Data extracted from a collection
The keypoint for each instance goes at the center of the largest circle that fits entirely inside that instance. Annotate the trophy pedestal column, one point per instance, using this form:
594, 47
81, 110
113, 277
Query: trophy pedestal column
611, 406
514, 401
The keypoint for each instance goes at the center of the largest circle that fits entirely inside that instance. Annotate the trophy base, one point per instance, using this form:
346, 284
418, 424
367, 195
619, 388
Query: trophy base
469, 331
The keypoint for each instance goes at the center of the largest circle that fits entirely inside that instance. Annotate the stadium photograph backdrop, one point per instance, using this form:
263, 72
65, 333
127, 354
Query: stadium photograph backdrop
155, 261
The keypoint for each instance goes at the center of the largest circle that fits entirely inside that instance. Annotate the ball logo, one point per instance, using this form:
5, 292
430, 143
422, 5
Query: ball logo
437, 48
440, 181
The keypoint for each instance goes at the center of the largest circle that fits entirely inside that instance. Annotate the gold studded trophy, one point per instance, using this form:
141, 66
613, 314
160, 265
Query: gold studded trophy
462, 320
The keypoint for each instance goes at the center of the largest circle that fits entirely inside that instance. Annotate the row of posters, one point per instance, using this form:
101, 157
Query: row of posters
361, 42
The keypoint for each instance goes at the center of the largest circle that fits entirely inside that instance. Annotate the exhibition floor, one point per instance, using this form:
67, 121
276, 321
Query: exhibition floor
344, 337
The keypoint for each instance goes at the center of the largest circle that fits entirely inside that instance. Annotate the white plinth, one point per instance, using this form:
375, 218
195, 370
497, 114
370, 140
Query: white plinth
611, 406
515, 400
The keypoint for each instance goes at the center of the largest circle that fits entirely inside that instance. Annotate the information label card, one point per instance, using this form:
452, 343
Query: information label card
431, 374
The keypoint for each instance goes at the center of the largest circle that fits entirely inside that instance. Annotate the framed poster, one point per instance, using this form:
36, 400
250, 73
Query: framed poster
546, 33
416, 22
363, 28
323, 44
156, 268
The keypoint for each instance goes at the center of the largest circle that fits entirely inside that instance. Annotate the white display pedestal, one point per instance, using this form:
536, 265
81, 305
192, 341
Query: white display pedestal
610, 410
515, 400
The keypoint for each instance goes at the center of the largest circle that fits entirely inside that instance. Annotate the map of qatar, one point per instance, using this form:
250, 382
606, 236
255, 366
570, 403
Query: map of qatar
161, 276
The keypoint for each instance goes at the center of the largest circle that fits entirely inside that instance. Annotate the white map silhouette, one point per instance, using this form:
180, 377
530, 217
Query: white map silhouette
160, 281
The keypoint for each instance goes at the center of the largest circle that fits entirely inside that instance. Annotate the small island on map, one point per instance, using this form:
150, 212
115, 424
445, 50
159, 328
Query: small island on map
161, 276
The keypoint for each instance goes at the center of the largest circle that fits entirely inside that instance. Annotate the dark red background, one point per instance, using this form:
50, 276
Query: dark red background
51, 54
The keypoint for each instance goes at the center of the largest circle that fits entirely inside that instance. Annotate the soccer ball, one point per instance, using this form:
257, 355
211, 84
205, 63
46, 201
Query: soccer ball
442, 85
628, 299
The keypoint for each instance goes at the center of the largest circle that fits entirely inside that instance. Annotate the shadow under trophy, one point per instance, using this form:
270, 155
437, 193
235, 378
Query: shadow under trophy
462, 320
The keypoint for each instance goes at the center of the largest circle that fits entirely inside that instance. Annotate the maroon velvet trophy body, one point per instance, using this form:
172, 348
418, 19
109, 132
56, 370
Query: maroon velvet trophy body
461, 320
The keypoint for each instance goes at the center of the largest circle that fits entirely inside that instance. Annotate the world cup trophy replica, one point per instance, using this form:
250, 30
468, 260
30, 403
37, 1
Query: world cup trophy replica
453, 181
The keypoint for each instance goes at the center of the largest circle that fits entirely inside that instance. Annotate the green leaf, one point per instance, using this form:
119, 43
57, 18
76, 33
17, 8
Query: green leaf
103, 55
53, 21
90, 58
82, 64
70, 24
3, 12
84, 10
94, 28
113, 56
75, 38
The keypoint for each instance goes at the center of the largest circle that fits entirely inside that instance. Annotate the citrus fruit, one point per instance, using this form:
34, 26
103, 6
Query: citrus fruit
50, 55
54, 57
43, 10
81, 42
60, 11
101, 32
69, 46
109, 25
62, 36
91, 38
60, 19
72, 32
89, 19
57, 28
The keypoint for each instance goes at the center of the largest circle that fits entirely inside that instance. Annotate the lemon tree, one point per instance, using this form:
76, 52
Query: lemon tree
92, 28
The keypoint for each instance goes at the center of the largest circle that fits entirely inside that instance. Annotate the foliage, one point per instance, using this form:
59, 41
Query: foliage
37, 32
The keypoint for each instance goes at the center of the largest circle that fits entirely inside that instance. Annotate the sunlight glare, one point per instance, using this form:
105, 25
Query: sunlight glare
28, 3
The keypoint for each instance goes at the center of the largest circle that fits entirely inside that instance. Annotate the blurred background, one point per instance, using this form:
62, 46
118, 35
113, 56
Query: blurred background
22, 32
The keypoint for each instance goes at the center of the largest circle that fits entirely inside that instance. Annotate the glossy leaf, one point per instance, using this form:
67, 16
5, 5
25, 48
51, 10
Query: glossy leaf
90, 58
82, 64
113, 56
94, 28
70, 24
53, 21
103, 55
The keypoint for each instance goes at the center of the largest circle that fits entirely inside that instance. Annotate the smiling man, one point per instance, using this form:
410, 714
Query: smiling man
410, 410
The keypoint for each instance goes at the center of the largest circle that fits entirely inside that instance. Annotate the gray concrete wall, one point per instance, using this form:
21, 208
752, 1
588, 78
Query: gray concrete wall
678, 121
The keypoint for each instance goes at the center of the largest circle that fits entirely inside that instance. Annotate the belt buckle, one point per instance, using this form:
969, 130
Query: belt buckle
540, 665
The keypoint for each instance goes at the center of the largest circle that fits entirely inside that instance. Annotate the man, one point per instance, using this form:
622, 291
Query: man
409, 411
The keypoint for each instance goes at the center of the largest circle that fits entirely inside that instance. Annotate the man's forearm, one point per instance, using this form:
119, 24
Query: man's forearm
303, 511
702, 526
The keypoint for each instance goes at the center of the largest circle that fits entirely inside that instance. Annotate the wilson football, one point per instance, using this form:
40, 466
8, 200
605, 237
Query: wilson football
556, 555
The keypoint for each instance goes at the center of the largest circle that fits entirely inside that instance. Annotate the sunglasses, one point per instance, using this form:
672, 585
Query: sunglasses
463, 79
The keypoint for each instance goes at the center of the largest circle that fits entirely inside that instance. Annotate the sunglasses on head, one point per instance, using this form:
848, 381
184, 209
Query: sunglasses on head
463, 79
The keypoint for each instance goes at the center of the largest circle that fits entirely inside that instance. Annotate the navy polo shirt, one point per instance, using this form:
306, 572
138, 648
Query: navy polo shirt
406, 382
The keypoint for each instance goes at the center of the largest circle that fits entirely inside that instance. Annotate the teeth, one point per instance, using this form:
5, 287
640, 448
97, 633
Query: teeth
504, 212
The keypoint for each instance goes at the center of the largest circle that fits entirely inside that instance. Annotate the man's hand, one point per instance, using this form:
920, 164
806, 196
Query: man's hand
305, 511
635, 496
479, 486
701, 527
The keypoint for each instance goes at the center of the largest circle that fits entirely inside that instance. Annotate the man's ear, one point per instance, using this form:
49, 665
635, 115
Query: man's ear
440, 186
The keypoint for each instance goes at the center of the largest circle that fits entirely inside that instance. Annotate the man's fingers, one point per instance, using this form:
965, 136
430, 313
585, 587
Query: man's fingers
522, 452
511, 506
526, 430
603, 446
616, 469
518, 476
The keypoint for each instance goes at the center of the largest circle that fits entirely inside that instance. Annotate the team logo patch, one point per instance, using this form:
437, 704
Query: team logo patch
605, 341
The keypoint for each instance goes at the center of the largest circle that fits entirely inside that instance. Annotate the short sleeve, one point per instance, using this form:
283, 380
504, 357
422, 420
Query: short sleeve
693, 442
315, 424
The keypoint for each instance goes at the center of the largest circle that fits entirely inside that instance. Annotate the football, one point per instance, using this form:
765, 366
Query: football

Task instructions>
Copy out, without any changes, the stretch of data from the line containing "Annotate the short" through the last line of the data.

Solution for this problem>
The keypoint for each instance goes at the center of the largest circle that fits entirely inside that instance. Annotate the short sleeve, one point per instance, using this form:
283, 380
504, 357
422, 420
Query: short sleeve
693, 442
315, 424
The keypoint for each instance goes at the center of the largest circle that fits entirely inside that instance. Annotate the football, one point per instance, using this form:
765, 366
Query: football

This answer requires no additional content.